◆ ТЕКСТОВЫЙ БЛОК:
-=-=-

Сравните текст прижизненного издания книг ачарьи Прабхупады и последующих тиражей.Это можно делать даже онлайн переводчиком.

----------


## Сергей Иванов

http://bhagavad-gitaasitis.com/d.php?g=2 Бхагавад-гита 1972 год

----------


## Пандава сакха дас

Спсаибо за ответ. Но интересует немного другой аспект вопроса, - опровержение обвинений. Например утверждается, что нарушен принцип священности слов ачарьи, когда даже ошибки сохраняются в неизменном виде специально.

----------


## Danil

> Например утверждается, что нарушен принцип священности слов ачарьи, когда даже ошибки сохраняются в неизменном виде специально.


Есть цитаты Шрилы Прабхупады об обратном: "Why there should be mistakes? Mistakes makes the book useless." http://www.bbtedit.com/node/20 Т.е. Прабхупада не хотел, чтобы его ошибки сохранялись как "священные".

----------


## Сергей Иванов

> Спсаибо за ответ. Но интересует немного другой аспект вопроса, - опровержение обвинений. Например утверждается, что нарушен принцип священности слов ачарьи, когда даже ошибки сохраняются в неизменном виде специально.


Изменения в книги действительно внесены и опровергнуть это невозможно.

----------


## Kasturika d.d.

> Харе Кришна! Столкнулся с "проповедью" о осквернении шабды, нарушении принципа священности слов ачарьи (по традиции даже ошибки ачарьи сохраняютсяы неизменными), изменении с шуддха бхакти на мишра бхакти в форме редактирования, внесения изменений в книги Шрилы Прабхупады после его ухода. Хотя очевиден аромат ритвиквады во всем этом, где можно почитать полное и локаничное опровержение всех заблуждений и критики по этому вопросу? Нашел конспект выступления Дамодара Чарана пр. на нац. совете в Магдолиновке 2013, но там нет опровержения аргументов критиков по пунктам, хотя аргументы перечислены и классифицированы. Там позитивные высказывания Гопипаранадханы пр. и Девамриты Махараджа, но материал неполный. Подскажите. А то ошибочность очевидна а понимания как и почему не хватает.


Харе Кришна. Возможно, что нет такого места, где будут собраны все нужные вам материалы и опровержения. Может, вам задавать конкретно какие-то вопросы? Например, на этом форуме.

Что касается “ошибок“ ачарьев, то это отдельная большая тема. На самом деле ачарьи не совершают ошибок. Но совершение каких-то орфографических “ошибок“ не является ошибками в строгом смысле этого слова, и исправление их вполне нормально.
В общем, прежде всего нужно понять, что такое ошибка, и что нужно или не нужно исправлять.

-=-=-

◆ ПРЕДОСТАВЛЕННЫЕ ЗАПИСИ:
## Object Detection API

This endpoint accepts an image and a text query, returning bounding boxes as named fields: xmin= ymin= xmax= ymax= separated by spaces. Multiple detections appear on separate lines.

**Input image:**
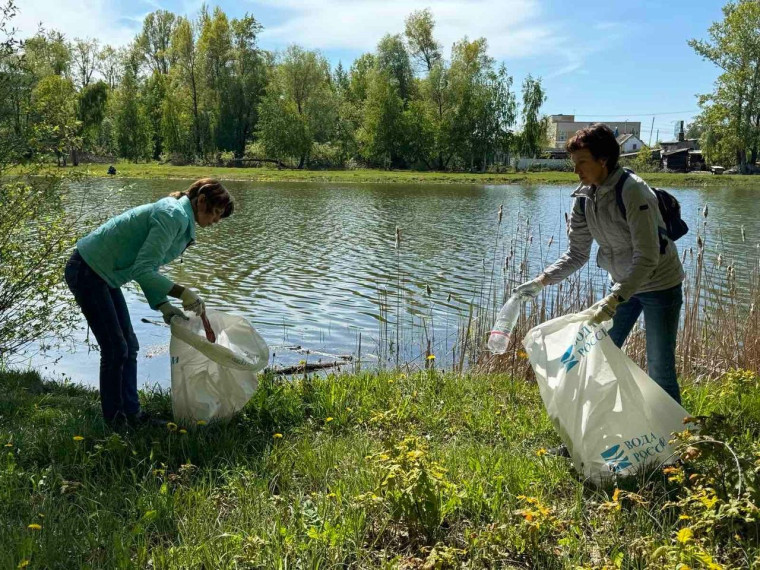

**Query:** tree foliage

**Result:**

-=-=-

◆ ПИСЬМЕННЫЕ ЗАДАНИЯ:
1 - Выпишите без повторов все имена авторов, которые стоят в заголовках сообщений текста о правке книг Прабхупады.
2 - Продолжите текст о правке книг Прабхупады, начав сразу после его последнего предложения.

◆ ОТВЕТЫ К УПРАЖНЕНИЮ:
1 -
Сергей Иванов
Пандава сакха дас
Danil
Kasturika d.d.

2 -
----------


## Сергей Иванов

Нужно признать что проблема существует.
Подготовить список искажений привлекая к этому знающих английский кришнаитов.
Издать книги без искажений.
Эта проблема решается только так.

----------


## Веданта Крит дас

Я не люблю, когда возникает критика вокруг книг Прабхупады. Но лично стараюсь читать на английском, потому, что перевод часто меняет если уж не смысл, то акценты.

----------


## Пандава сакха дас

Как видно есть разные мнения:

Сергей Иванов:
Нужно признать что проблема существует.
Подготовить список искажений привлекая к этому знающих английский кришнаитов.
Издать книги без искажений.
Эта проблема решается только так.

Danil:
Есть цитаты Шрилы Прабхупады об обратном: "Why there should be mistakes? Mistakes makes the book useless." http://www.bbtedit.com/node/20 Т.е. Прабхупада не хотел, чтобы его ошибки сохранялись как "священные".

И Kasturika d.d.:
Что касается “ошибок“ ачарьев, то это отдельная большая тема. На самом деле ачарьи не совершают ошибок. Но совершение каких-то орфографических “ошибок“ не является ошибками в строгом смысле этого слова, и исправление их вполне нормально.
В общем, прежде всего нужно понять, что такое ошибка, и что нужно или не нужно исправлять.

Прежде всего хочу, не имея никого ввиду лично, тем не менее четко прояснить, что чьи-то личные мнения, имея право быть, НЕ ИНТЕРЕСУЮТ. Иначе запутанность в спекуляциях будет только усиливаться. Цель же обратная. Поэтому надо проанализировать проблему с точки зрения гуру, садху, шастр. Я не обладаю достаточными знаниями и пониманием, поэтому обращаюсь. Своего понимания и у меня в избытке.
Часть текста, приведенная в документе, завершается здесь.